◆ Assigned task: Should pictures appear among the records, leave them out, and copy exactly only the lines from the first through the one with "Target: dirt lot", inclusive.

(Data for the task begins)

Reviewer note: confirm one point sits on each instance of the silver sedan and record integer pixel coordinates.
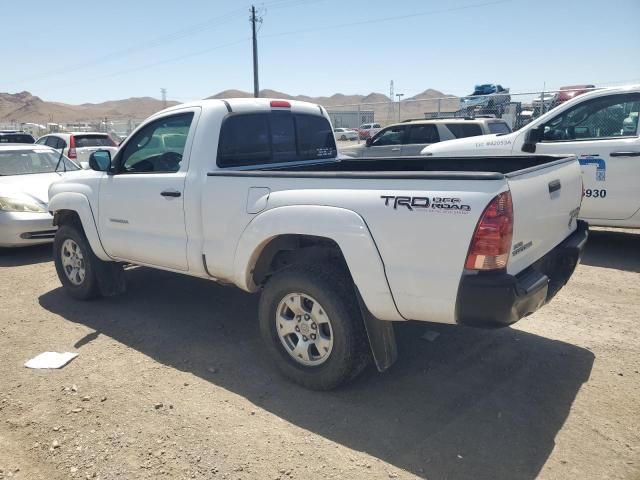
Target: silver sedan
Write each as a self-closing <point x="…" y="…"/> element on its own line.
<point x="26" y="171"/>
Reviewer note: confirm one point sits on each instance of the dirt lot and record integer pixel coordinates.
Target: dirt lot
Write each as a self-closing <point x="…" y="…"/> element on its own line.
<point x="172" y="382"/>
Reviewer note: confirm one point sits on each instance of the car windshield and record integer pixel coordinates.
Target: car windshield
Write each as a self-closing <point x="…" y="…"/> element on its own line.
<point x="93" y="141"/>
<point x="28" y="162"/>
<point x="484" y="89"/>
<point x="16" y="138"/>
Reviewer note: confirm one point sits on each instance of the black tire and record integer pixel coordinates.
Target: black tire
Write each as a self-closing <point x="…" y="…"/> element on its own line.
<point x="88" y="288"/>
<point x="334" y="291"/>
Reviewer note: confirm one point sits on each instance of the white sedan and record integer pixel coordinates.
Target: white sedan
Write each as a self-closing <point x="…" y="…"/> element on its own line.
<point x="345" y="134"/>
<point x="26" y="171"/>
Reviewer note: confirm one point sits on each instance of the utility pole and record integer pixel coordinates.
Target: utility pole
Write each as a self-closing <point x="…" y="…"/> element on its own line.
<point x="163" y="92"/>
<point x="254" y="19"/>
<point x="399" y="95"/>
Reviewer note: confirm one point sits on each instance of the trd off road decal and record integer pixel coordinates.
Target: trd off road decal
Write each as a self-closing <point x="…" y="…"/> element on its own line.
<point x="601" y="165"/>
<point x="428" y="204"/>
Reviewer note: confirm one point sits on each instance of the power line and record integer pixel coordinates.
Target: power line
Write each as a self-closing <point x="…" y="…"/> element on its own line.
<point x="386" y="19"/>
<point x="163" y="92"/>
<point x="154" y="64"/>
<point x="145" y="45"/>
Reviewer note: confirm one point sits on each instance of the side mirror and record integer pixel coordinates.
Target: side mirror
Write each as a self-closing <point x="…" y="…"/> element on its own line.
<point x="100" y="160"/>
<point x="532" y="137"/>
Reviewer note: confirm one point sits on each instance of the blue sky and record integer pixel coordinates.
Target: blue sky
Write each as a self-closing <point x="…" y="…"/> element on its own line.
<point x="74" y="52"/>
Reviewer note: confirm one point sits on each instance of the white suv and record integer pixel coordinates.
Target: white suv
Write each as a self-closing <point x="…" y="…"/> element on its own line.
<point x="410" y="137"/>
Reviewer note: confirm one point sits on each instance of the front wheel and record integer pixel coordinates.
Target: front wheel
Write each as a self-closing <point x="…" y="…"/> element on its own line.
<point x="75" y="263"/>
<point x="312" y="326"/>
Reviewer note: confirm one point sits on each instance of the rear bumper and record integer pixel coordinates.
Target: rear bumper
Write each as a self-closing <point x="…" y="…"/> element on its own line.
<point x="496" y="299"/>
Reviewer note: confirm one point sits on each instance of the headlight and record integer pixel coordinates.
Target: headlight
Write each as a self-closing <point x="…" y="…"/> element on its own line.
<point x="12" y="204"/>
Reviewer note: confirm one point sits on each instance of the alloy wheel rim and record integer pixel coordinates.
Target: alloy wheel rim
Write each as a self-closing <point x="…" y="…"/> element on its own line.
<point x="73" y="262"/>
<point x="304" y="329"/>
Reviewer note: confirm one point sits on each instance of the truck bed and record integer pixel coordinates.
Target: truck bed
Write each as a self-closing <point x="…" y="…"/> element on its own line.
<point x="489" y="168"/>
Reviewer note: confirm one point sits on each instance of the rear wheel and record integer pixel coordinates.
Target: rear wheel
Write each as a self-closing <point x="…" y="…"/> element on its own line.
<point x="312" y="326"/>
<point x="75" y="263"/>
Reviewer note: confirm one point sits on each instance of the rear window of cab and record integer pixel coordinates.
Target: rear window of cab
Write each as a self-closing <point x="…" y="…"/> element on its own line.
<point x="274" y="137"/>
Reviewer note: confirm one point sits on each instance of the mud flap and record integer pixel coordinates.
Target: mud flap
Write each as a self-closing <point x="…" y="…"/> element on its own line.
<point x="111" y="279"/>
<point x="382" y="339"/>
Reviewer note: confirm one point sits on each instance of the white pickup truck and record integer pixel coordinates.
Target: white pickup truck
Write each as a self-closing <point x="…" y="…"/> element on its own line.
<point x="601" y="128"/>
<point x="254" y="196"/>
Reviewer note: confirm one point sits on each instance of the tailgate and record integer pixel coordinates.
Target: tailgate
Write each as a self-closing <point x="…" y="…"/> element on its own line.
<point x="546" y="203"/>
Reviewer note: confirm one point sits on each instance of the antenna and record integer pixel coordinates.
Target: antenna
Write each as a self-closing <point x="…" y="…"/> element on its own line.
<point x="391" y="112"/>
<point x="163" y="92"/>
<point x="255" y="19"/>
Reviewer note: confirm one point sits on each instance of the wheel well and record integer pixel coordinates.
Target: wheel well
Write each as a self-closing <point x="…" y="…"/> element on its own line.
<point x="286" y="250"/>
<point x="67" y="217"/>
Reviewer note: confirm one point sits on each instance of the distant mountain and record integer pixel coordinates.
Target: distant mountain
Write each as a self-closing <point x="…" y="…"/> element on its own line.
<point x="25" y="107"/>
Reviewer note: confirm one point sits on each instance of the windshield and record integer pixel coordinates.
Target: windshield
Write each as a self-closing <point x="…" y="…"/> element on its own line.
<point x="499" y="127"/>
<point x="28" y="162"/>
<point x="93" y="141"/>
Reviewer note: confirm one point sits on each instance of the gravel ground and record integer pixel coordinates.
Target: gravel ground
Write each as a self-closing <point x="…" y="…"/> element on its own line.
<point x="172" y="382"/>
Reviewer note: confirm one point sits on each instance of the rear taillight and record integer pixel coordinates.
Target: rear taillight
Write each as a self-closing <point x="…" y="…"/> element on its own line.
<point x="491" y="241"/>
<point x="72" y="148"/>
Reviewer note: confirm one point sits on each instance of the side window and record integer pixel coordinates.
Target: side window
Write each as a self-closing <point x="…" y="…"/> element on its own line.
<point x="423" y="134"/>
<point x="276" y="137"/>
<point x="389" y="136"/>
<point x="499" y="127"/>
<point x="158" y="147"/>
<point x="283" y="137"/>
<point x="606" y="117"/>
<point x="463" y="130"/>
<point x="314" y="139"/>
<point x="244" y="140"/>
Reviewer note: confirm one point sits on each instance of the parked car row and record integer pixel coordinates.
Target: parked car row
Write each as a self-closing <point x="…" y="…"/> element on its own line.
<point x="600" y="127"/>
<point x="410" y="137"/>
<point x="345" y="134"/>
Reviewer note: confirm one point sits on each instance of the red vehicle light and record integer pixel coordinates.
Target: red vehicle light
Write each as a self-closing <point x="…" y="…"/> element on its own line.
<point x="491" y="242"/>
<point x="280" y="104"/>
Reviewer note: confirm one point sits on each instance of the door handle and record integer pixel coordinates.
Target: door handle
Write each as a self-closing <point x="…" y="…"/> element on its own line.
<point x="554" y="186"/>
<point x="630" y="153"/>
<point x="170" y="193"/>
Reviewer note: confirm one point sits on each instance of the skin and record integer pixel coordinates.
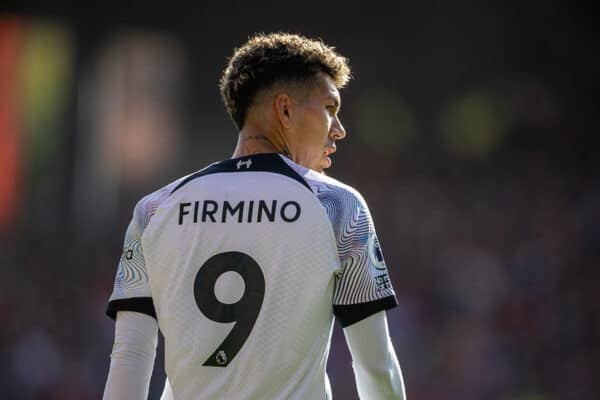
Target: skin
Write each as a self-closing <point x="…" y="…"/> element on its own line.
<point x="302" y="123"/>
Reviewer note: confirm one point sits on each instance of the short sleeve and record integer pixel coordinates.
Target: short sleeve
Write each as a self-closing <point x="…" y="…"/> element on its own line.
<point x="363" y="286"/>
<point x="131" y="291"/>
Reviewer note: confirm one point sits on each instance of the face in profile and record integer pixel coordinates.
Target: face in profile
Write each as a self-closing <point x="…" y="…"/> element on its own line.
<point x="316" y="125"/>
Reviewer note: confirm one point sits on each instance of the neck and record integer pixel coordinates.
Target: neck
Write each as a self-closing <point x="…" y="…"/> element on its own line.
<point x="254" y="141"/>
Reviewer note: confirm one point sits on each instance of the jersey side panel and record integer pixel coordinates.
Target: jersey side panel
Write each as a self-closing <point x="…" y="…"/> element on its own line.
<point x="363" y="286"/>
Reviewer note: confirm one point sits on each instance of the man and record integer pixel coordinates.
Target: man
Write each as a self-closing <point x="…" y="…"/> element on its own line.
<point x="244" y="264"/>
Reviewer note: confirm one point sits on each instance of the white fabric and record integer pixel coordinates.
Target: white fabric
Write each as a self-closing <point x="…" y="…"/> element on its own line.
<point x="328" y="255"/>
<point x="376" y="368"/>
<point x="132" y="358"/>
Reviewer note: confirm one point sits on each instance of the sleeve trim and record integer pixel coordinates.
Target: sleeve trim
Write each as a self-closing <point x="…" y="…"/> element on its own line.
<point x="349" y="314"/>
<point x="142" y="305"/>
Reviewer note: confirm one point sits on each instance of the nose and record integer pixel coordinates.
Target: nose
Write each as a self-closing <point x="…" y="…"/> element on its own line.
<point x="337" y="130"/>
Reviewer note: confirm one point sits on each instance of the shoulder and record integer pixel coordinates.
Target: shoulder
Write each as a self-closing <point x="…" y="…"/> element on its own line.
<point x="146" y="207"/>
<point x="327" y="188"/>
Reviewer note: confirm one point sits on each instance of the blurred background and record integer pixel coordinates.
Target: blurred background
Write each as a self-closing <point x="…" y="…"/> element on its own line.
<point x="470" y="133"/>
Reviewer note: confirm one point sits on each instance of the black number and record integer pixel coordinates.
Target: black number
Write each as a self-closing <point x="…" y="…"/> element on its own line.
<point x="244" y="312"/>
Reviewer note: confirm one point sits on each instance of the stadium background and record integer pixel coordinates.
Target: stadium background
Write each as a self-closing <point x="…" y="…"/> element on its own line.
<point x="470" y="133"/>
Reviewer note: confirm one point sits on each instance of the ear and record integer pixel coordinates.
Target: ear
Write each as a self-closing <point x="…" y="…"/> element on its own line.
<point x="283" y="105"/>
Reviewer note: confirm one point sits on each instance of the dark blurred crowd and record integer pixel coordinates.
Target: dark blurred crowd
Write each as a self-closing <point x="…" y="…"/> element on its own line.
<point x="495" y="267"/>
<point x="472" y="143"/>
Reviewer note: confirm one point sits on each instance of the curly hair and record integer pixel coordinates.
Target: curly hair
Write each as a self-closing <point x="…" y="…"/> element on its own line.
<point x="268" y="59"/>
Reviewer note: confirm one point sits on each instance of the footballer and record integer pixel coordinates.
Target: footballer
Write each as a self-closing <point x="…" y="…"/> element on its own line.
<point x="245" y="264"/>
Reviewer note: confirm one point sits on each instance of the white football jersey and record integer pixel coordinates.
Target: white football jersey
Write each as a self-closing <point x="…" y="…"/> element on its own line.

(Data for the task ends)

◆ Solution for this exercise:
Reviewer note: confirm one point sits on each instance of the silver sedan and record integer pixel coordinates.
Target: silver sedan
Write each as a self-closing <point x="…" y="…"/> element on its own line.
<point x="26" y="171"/>
Reviewer note: confirm one point sits on each instance of the dirt lot and record integer pixel coordinates.
Target: dirt lot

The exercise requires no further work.